Given data:
*-*-*

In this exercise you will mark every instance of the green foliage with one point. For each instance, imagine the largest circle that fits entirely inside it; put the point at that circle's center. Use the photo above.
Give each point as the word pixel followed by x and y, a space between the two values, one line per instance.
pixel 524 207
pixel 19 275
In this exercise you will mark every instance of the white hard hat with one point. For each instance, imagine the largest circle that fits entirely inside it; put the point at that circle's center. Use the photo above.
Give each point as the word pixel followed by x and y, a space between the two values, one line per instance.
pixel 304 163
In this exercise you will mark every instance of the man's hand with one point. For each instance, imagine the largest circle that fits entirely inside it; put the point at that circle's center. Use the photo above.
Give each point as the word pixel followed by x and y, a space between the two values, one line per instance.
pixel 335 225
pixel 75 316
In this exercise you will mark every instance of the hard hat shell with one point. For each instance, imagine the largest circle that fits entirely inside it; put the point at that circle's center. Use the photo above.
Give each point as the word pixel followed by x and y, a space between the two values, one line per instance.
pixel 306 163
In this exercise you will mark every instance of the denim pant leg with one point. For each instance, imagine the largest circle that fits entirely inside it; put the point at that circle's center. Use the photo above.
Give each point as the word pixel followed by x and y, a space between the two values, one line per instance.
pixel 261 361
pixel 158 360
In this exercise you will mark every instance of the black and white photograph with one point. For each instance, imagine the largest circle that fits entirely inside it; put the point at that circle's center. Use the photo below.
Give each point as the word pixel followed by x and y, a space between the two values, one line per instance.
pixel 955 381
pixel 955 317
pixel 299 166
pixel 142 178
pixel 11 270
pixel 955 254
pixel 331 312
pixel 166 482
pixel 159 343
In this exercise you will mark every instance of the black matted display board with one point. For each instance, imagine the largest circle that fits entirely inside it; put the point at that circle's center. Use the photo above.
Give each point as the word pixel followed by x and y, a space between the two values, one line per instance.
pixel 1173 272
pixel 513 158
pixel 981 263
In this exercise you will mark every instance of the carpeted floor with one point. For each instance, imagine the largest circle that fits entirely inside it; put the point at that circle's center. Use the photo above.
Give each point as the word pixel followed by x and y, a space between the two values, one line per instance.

*-*-*

Exercise requirements:
Whenever a line of the data contains "hard", it counts; state how many such lines there are, with nothing added.

Worked solution:
2